-- Supplied information follows --

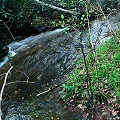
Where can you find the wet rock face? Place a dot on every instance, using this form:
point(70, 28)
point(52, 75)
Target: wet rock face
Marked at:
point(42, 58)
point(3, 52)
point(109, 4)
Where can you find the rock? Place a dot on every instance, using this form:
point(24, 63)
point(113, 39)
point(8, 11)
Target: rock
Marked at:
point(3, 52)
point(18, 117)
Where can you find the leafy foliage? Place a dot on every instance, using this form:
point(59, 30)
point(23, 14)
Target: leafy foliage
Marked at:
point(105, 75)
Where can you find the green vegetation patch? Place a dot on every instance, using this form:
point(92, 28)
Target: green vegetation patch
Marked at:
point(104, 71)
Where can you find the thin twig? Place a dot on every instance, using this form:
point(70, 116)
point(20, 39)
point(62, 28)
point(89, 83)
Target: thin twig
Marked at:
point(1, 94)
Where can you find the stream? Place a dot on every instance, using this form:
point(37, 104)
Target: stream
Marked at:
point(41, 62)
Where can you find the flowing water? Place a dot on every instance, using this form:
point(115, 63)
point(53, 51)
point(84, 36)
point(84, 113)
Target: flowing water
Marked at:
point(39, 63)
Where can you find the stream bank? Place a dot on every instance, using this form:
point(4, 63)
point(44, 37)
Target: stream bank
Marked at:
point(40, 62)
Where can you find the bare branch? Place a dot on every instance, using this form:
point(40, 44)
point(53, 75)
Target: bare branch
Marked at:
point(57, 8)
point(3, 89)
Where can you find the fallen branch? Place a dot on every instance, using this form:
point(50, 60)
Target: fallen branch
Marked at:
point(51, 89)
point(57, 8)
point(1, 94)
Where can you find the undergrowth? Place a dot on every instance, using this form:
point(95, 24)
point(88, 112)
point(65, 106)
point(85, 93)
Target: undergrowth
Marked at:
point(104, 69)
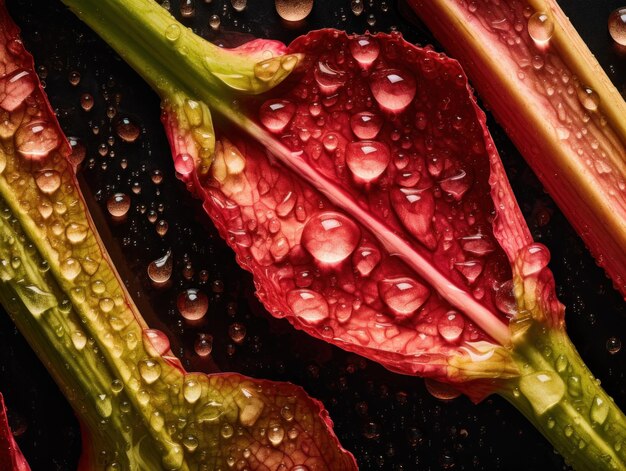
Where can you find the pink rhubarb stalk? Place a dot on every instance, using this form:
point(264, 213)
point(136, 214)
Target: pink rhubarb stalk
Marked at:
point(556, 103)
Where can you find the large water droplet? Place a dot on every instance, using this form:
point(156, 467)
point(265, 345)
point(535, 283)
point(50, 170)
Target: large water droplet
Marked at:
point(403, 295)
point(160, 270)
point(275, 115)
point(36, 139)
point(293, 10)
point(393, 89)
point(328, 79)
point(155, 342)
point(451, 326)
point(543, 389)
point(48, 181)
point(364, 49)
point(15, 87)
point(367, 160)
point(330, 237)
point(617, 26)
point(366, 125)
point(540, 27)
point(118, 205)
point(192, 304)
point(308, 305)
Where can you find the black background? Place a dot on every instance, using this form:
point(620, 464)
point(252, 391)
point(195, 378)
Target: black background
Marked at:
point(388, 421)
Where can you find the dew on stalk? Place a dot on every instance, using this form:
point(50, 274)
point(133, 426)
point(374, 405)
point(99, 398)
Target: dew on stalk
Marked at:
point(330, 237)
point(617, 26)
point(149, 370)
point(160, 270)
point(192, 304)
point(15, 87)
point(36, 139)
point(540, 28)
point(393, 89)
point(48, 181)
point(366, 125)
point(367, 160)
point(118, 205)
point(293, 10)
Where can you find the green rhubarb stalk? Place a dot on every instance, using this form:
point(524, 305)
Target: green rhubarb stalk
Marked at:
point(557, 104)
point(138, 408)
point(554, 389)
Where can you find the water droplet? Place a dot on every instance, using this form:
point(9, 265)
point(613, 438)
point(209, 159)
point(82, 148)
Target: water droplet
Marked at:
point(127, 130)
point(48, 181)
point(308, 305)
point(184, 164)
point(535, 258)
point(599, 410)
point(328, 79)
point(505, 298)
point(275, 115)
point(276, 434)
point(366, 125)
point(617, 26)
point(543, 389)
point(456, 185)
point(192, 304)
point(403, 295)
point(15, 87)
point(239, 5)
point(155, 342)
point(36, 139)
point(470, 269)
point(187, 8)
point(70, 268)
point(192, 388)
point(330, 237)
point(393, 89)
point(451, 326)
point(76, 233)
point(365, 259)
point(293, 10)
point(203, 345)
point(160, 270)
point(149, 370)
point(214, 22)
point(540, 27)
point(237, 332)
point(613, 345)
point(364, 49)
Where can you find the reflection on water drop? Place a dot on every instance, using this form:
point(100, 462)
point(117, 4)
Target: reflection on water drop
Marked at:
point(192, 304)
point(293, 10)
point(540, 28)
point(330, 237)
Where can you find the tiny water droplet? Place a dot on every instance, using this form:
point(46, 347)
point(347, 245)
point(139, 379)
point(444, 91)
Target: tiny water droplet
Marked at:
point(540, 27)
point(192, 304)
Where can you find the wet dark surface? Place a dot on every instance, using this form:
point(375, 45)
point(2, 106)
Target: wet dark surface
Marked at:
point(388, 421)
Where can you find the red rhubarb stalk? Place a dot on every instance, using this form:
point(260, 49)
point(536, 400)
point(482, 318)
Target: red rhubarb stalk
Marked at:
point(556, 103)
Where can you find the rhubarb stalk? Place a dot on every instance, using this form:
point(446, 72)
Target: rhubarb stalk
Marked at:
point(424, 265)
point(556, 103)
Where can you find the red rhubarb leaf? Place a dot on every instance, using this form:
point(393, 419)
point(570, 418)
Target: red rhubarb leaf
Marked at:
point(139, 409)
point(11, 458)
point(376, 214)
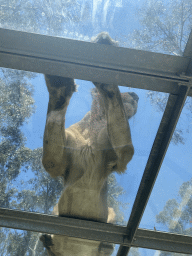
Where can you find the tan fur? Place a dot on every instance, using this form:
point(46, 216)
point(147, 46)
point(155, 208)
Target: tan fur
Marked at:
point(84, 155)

-- Supplied information concluded --

* [Your instructions] Please make an exact copy of the lines above from the line with "point(9, 265)" through the line with "Target: rhubarb stalk", both ends included.

* [Task answer]
point(9, 265)
point(613, 438)
point(209, 159)
point(82, 148)
Target: water droplet
Marked at:
point(127, 130)
point(48, 181)
point(308, 305)
point(184, 164)
point(535, 258)
point(599, 410)
point(328, 79)
point(505, 298)
point(275, 115)
point(276, 434)
point(366, 125)
point(617, 26)
point(543, 389)
point(456, 185)
point(192, 304)
point(403, 295)
point(15, 87)
point(239, 5)
point(155, 342)
point(36, 139)
point(470, 269)
point(187, 8)
point(70, 268)
point(192, 388)
point(330, 237)
point(393, 89)
point(451, 326)
point(76, 233)
point(365, 259)
point(293, 10)
point(203, 345)
point(160, 270)
point(149, 370)
point(214, 22)
point(540, 27)
point(237, 332)
point(613, 345)
point(364, 49)
Where can you find the reflection on water drop? Place a dot on every instance, using this form:
point(100, 462)
point(117, 4)
Target: reflection on water drop
Marked at:
point(192, 304)
point(293, 10)
point(540, 28)
point(330, 237)
Where can you find the tiny water droplet? Place a dot on every instance, using this form:
point(46, 347)
point(347, 245)
point(139, 379)
point(444, 91)
Target: tiny water droplet
Marked at:
point(540, 27)
point(192, 304)
Where can you find the wet dark surface? Place a dot on every instance, using this form:
point(375, 45)
point(2, 106)
Target: wet dark surface
Marked at:
point(388, 421)
Where can you find the red rhubarb stalk? Place a dot on every instance, using this form:
point(260, 49)
point(536, 400)
point(482, 318)
Target: red rhubarb stalk
Marked at:
point(556, 103)
Where can you find the rhubarb stalk? Place a dot on every instance, using this form:
point(446, 72)
Target: rhubarb stalk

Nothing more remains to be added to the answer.